**TEXT EXCERPT**
________________________
Where is Stephanie? Isn't she in San Diego?

Erica


----------



## katieanddusty (Feb 9, 2006)

Stephanie is in the San Fernando Valley, same general area as me. I'm not sure where wicamnca lives.


----------



## gabbys mom (Apr 23, 2008)

katieanddusty said:


> The A-frame is too high, and it sounds like the class is moving at a very fast pace for such a young puppy.


I totally agree with this! I also have a girl with serious elbow and hip problems right now- and while a large portion may be due to bad breeding practices, some may be due to the fact that I let an agility instructor pressure me into working her on full height obstacles as a "tween" - 9-14 months. It is is not okay!


----------



## katieanddusty (Feb 9, 2006)

I got lucky and Dusty was a year and a half by the time we started ... but that instructor had him on a 6'3" A-frame his second lesson (I don't remember how high it was his first lesson, I'd like to think even she has more brains than that, but it wouldn't surprise me if she just left it at 6'3" for his first lesson too).


----------



## wicamnca (Oct 12, 2008)

I thought about the height of the a-frame all day at work today. I am not 100% sure it was full height. I know it was around my height but I can't remember exactly where it came to anymore. All I know is that it certainly was a lot higher than I expected. Either way, I still am going to find a class that goes a little slower. I think it will be good for both of us.

I am also in the San Fernando Valley. I would love to get a recommendation for a place to go especially if they have an opening for a later evening or weekend class. The problem I am finding is that most of the classes I call about are full and they don't know when there will be an opening. I guess that should have been my cue to wait :doh:


----------



## sammydog (Aug 23, 2008)
________________________
Stored items
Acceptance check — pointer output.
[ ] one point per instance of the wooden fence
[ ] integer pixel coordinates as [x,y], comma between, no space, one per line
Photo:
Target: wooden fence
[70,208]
________________________
**PROBLEMS TO WORK ON**
1. Say whether each statement agrees with the agility thread, answering yes or no and quoting the words that decide it: (a) Stephanie is in the San Fernando Valley. (b) Dusty was a year and a half old by the time he and his owner started. (c) wicamnca is certain the A-frame was at full height.
2. Write out the stored listing again with "metal gate" substituted for each "wooden fence", keeping everything else the same.
The agility thread and the listing have no connection to each other.

**RESPONSES BY TASK**
1.
(a) Yes: "Stephanie is in the San Fernando Valley, same general area as me."
(b) Yes: "Dusty was a year and a half by the time we started"
(c) No: "I am not 100% sure it was full height."

2.
Acceptance check — pointer output.
[ ] one point per instance of the metal gate
[ ] integer pixel coordinates as [x,y], comma between, no space, one per line
Photo:
Target: metal gate
[70,208]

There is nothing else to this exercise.